RECORDS SUPPLIED:

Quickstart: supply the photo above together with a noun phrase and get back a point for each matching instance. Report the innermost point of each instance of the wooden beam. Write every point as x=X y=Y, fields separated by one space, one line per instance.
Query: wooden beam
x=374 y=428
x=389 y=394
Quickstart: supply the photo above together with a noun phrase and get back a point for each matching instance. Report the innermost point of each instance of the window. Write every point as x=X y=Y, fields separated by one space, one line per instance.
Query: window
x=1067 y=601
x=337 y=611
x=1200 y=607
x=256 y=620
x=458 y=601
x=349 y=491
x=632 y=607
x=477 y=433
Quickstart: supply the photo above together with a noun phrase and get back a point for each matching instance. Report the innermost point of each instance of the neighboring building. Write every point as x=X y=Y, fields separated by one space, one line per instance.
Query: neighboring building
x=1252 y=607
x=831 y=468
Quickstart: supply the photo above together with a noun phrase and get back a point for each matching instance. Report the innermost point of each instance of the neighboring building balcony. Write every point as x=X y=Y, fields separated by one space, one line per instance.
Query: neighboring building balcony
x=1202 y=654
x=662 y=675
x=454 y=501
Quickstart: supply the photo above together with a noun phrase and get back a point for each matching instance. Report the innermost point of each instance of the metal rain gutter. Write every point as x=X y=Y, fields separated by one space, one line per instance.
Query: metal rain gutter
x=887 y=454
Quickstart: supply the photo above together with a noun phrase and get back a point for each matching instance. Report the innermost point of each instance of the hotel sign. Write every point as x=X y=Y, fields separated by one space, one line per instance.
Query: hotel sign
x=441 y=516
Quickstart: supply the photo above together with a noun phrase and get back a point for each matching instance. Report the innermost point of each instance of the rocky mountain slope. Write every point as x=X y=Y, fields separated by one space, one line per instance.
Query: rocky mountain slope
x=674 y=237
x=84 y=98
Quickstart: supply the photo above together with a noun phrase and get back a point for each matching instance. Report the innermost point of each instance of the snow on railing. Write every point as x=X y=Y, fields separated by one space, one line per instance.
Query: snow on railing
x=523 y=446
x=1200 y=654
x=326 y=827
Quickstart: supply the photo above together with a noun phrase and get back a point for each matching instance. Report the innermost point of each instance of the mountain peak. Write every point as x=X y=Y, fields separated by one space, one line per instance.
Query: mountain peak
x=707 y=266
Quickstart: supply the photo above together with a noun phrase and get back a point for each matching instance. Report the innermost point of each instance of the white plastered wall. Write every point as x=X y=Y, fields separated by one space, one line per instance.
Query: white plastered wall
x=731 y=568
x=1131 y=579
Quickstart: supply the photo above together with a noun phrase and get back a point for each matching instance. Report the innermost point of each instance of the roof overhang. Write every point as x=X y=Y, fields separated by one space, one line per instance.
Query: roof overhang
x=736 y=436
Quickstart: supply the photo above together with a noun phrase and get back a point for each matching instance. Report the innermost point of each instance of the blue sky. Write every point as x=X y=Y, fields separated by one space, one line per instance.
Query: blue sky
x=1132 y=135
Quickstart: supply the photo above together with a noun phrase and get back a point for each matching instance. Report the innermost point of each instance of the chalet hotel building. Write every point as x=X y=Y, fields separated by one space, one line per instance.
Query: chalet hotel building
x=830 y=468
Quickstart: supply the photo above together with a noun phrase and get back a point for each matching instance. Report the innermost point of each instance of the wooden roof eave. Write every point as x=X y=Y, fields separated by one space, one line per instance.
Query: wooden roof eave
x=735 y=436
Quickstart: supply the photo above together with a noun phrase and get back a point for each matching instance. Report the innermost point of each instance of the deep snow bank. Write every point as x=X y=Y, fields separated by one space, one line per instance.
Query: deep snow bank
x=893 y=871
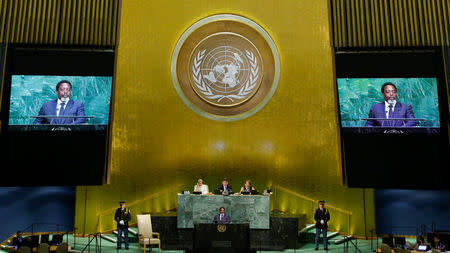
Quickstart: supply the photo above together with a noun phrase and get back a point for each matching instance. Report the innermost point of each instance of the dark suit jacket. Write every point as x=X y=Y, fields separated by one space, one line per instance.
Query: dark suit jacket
x=73 y=108
x=122 y=215
x=400 y=111
x=321 y=215
x=225 y=220
x=221 y=189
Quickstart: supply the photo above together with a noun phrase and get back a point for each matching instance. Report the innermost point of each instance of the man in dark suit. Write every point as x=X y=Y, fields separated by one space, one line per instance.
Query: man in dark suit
x=225 y=188
x=222 y=217
x=122 y=217
x=391 y=108
x=63 y=106
x=321 y=216
x=18 y=240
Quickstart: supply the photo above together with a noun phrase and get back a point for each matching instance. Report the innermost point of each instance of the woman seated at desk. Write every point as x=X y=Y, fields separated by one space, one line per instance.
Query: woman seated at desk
x=247 y=188
x=200 y=187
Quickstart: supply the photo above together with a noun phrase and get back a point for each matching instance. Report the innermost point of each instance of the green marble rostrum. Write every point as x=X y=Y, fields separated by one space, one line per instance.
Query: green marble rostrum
x=253 y=209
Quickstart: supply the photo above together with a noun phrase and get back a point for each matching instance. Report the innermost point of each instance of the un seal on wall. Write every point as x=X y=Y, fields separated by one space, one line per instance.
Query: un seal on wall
x=225 y=67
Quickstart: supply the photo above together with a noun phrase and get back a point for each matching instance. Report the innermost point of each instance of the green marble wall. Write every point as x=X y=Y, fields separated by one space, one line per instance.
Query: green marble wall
x=242 y=209
x=357 y=95
x=29 y=93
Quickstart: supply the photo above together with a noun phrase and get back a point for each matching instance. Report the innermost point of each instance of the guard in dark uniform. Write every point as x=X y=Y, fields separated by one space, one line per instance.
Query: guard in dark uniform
x=122 y=217
x=321 y=216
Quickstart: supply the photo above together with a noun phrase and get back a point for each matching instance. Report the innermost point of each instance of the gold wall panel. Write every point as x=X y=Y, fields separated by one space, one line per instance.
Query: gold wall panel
x=393 y=23
x=160 y=146
x=75 y=22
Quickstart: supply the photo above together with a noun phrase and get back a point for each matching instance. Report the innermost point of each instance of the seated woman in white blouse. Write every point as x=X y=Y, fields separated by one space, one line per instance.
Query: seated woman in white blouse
x=200 y=187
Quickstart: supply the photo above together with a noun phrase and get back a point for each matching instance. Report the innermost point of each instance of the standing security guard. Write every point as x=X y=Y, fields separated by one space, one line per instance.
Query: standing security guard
x=122 y=217
x=321 y=216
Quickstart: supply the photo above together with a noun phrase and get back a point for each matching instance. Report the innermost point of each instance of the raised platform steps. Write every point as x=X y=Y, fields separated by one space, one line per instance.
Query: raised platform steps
x=282 y=234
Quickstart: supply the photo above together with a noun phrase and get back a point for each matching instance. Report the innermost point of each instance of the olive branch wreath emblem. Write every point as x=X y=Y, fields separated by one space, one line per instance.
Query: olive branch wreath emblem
x=206 y=90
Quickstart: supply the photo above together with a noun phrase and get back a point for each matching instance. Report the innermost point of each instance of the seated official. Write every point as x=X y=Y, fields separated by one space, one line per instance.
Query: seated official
x=18 y=240
x=200 y=187
x=222 y=217
x=247 y=187
x=225 y=188
x=62 y=106
x=419 y=241
x=437 y=244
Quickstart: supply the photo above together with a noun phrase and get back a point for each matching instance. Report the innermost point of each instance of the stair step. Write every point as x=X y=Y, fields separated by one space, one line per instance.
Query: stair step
x=108 y=238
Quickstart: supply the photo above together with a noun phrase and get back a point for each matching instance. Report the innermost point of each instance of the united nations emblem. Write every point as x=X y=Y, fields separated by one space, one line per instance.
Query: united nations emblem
x=225 y=67
x=221 y=228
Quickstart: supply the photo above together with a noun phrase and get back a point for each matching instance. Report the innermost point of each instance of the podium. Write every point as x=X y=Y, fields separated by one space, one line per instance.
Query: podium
x=218 y=238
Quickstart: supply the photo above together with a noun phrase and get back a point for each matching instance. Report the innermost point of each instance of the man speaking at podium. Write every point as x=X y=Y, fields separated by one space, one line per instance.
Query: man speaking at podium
x=122 y=217
x=391 y=108
x=222 y=217
x=63 y=106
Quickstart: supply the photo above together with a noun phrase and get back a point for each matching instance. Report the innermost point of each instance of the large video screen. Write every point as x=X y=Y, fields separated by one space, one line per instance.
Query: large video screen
x=56 y=115
x=62 y=101
x=394 y=105
x=394 y=119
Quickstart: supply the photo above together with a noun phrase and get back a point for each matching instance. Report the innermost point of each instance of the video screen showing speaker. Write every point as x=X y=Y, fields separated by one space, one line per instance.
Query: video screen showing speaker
x=389 y=105
x=394 y=118
x=56 y=115
x=67 y=102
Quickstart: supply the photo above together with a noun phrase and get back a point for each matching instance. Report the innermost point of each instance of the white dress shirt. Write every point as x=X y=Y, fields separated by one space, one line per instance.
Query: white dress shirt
x=58 y=106
x=204 y=189
x=386 y=107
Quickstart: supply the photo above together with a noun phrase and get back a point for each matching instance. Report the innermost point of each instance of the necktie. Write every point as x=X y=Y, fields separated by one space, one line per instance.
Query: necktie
x=391 y=115
x=61 y=112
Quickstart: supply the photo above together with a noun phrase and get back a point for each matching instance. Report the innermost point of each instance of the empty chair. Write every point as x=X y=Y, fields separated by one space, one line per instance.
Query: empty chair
x=146 y=232
x=24 y=249
x=62 y=248
x=56 y=239
x=43 y=248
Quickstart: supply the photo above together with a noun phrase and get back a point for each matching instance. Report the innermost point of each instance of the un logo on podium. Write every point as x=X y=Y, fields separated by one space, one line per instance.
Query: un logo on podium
x=225 y=67
x=221 y=228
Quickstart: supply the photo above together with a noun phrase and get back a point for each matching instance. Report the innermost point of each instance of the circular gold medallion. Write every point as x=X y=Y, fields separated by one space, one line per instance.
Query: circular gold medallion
x=225 y=67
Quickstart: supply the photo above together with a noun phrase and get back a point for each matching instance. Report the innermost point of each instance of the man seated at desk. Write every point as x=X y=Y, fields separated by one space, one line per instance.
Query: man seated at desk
x=225 y=188
x=222 y=217
x=200 y=187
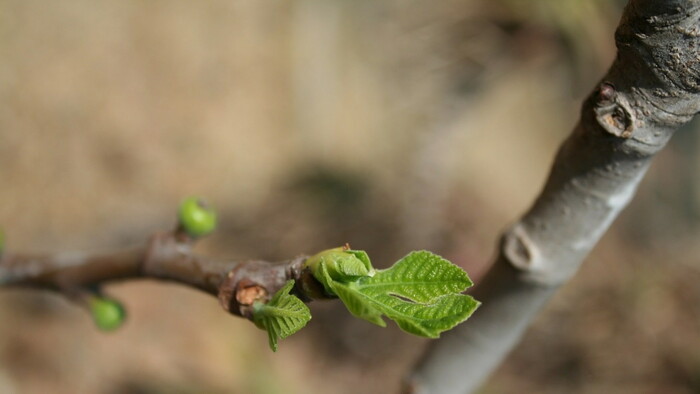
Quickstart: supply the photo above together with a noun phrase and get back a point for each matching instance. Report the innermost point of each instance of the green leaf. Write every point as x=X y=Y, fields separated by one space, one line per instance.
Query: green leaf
x=421 y=293
x=282 y=316
x=341 y=264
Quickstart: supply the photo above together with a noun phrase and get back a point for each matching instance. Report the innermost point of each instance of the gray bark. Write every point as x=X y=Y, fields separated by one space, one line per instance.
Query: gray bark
x=651 y=89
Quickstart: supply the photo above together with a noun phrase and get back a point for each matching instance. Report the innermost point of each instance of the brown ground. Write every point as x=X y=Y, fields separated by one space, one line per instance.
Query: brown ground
x=388 y=124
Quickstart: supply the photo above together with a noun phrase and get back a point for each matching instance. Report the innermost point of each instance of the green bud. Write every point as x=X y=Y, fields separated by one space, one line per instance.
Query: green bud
x=196 y=218
x=108 y=314
x=342 y=264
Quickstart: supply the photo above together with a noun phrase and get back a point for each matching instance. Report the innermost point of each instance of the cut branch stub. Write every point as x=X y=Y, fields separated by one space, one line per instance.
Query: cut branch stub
x=255 y=281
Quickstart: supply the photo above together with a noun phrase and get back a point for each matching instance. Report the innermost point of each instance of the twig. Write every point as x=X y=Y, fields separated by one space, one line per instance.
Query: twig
x=166 y=256
x=651 y=89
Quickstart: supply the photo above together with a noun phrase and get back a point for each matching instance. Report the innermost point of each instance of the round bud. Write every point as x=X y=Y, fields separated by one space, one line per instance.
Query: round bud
x=108 y=314
x=196 y=218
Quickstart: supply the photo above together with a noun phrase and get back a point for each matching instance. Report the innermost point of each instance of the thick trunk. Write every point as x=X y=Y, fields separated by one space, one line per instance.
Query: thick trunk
x=651 y=89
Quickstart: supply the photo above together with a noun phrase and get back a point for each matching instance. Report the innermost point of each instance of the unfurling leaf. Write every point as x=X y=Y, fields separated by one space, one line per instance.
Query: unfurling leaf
x=421 y=293
x=341 y=264
x=282 y=316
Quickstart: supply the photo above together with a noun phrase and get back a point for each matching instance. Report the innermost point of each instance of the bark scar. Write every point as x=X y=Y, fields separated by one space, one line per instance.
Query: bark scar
x=613 y=111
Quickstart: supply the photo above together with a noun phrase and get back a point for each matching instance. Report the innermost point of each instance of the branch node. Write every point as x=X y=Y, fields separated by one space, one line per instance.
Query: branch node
x=612 y=111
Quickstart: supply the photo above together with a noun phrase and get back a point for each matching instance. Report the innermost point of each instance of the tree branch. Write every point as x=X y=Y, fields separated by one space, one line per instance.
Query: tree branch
x=167 y=256
x=651 y=89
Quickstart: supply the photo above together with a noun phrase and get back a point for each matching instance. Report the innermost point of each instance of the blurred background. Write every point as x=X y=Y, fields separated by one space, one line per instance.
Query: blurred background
x=392 y=125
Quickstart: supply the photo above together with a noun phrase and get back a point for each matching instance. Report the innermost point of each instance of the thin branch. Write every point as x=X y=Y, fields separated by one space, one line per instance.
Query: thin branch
x=167 y=256
x=651 y=89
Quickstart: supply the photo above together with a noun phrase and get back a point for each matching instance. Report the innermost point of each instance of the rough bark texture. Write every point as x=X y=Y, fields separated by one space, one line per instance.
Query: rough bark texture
x=651 y=89
x=167 y=256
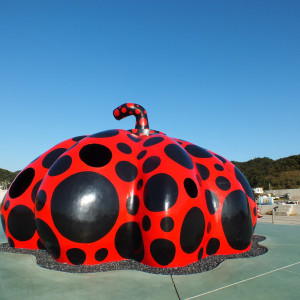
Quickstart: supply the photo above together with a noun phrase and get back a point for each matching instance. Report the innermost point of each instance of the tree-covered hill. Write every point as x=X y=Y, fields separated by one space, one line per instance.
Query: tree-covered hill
x=7 y=176
x=283 y=173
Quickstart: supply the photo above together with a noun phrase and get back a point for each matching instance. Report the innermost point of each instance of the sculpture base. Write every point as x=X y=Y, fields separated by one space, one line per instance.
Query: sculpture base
x=44 y=260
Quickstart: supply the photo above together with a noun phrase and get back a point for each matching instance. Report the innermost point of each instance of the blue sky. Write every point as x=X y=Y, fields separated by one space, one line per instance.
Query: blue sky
x=224 y=75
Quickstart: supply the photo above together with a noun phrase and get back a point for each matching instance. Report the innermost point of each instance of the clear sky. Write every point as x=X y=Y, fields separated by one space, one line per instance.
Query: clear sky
x=224 y=75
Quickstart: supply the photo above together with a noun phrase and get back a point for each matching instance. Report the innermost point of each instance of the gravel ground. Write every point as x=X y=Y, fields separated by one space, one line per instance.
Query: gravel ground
x=44 y=260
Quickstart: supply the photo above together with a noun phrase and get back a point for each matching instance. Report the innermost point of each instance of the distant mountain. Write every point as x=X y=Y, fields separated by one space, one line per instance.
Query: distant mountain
x=7 y=176
x=283 y=173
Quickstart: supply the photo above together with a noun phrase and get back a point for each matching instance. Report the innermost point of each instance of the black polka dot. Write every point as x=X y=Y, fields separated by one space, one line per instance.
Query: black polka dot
x=212 y=201
x=35 y=190
x=104 y=134
x=200 y=253
x=191 y=187
x=139 y=184
x=222 y=159
x=85 y=207
x=124 y=148
x=179 y=155
x=153 y=141
x=3 y=223
x=51 y=157
x=48 y=238
x=78 y=138
x=11 y=242
x=40 y=200
x=151 y=163
x=126 y=171
x=60 y=166
x=203 y=171
x=76 y=256
x=133 y=204
x=243 y=181
x=101 y=254
x=129 y=241
x=40 y=245
x=146 y=223
x=223 y=183
x=141 y=154
x=197 y=151
x=213 y=246
x=21 y=223
x=219 y=167
x=6 y=204
x=160 y=192
x=208 y=227
x=237 y=220
x=192 y=230
x=21 y=183
x=162 y=251
x=95 y=155
x=167 y=224
x=133 y=138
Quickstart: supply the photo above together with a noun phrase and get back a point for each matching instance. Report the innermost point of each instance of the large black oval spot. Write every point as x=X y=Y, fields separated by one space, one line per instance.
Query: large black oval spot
x=222 y=159
x=6 y=205
x=237 y=220
x=21 y=183
x=203 y=171
x=85 y=207
x=151 y=163
x=60 y=166
x=124 y=148
x=101 y=254
x=179 y=155
x=243 y=181
x=95 y=155
x=191 y=187
x=51 y=157
x=162 y=251
x=198 y=151
x=153 y=141
x=104 y=134
x=48 y=238
x=213 y=246
x=76 y=256
x=132 y=205
x=141 y=154
x=192 y=230
x=223 y=183
x=126 y=171
x=21 y=223
x=34 y=190
x=167 y=224
x=40 y=200
x=3 y=223
x=160 y=192
x=129 y=241
x=212 y=201
x=133 y=138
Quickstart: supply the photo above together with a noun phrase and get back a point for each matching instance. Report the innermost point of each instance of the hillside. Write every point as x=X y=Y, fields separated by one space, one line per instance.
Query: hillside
x=7 y=176
x=282 y=173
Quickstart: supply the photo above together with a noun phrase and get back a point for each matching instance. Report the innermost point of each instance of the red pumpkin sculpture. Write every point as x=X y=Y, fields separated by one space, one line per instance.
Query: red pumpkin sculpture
x=135 y=194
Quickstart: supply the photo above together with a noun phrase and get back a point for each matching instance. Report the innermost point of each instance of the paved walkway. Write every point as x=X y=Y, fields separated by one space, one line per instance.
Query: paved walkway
x=274 y=275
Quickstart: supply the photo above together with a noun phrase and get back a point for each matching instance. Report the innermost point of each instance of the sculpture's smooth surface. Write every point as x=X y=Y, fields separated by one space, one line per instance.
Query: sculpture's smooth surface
x=136 y=194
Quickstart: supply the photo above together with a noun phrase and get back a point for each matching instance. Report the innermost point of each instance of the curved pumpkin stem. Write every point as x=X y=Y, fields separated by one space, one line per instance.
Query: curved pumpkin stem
x=132 y=109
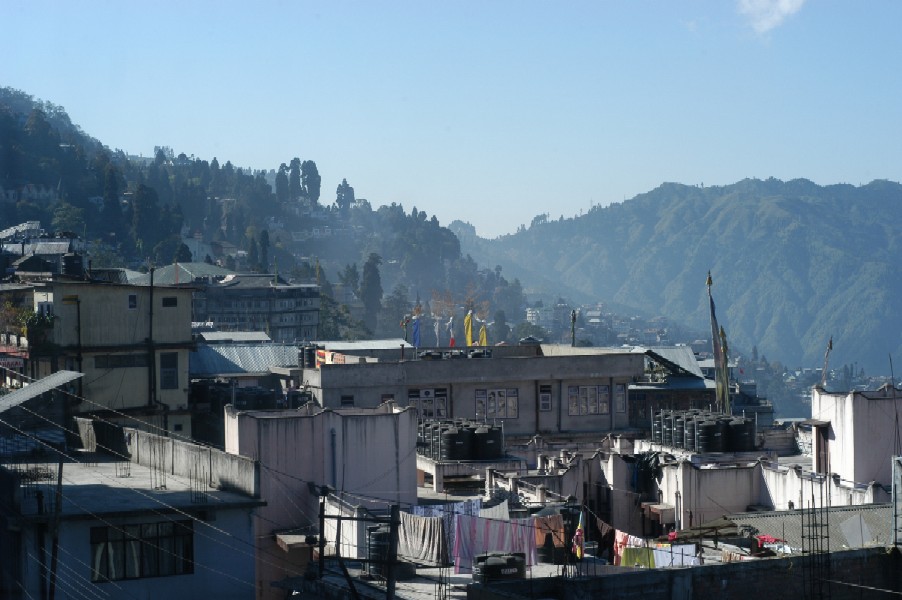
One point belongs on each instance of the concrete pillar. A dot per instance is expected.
(438, 479)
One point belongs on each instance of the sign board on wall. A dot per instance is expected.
(12, 362)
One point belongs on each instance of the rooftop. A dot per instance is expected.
(95, 484)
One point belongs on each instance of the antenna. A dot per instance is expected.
(826, 361)
(897, 443)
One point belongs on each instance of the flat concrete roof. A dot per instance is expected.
(98, 485)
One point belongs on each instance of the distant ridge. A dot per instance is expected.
(793, 263)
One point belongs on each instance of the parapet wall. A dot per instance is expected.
(852, 574)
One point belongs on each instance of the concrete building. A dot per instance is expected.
(568, 391)
(131, 342)
(162, 519)
(855, 433)
(850, 463)
(365, 456)
(246, 302)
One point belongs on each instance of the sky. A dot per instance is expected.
(490, 111)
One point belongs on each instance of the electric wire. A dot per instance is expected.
(163, 504)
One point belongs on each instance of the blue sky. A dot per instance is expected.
(490, 112)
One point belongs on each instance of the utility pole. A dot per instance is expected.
(392, 558)
(54, 552)
(573, 328)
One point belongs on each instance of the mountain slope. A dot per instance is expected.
(793, 263)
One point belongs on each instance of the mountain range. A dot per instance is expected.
(794, 264)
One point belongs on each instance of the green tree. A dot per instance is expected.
(282, 194)
(112, 209)
(500, 329)
(264, 250)
(295, 190)
(68, 218)
(253, 256)
(394, 308)
(145, 217)
(371, 291)
(350, 278)
(310, 180)
(344, 196)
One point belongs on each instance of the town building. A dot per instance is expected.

EXERCISE: Beginning at the first line of the records, retype exactly every line up to and including the one with "of the window.".

EXERCISE OUTPUT:
Quickstart: supply the photo above together with a noun phrase and get back a point for each matching instance. Report the innermost point of each instance of the wooden beam. Write every point as x=X y=Y, fields separated by one space, one line per instance.
Query: wooden beam
x=374 y=428
x=389 y=394
Quickstart: supply the photo above together with a noun phrase and get back a point for each matching instance. Report the innermost point of each instance of the window. Write every point as x=X y=Y, fields separated by one space, one line per instance.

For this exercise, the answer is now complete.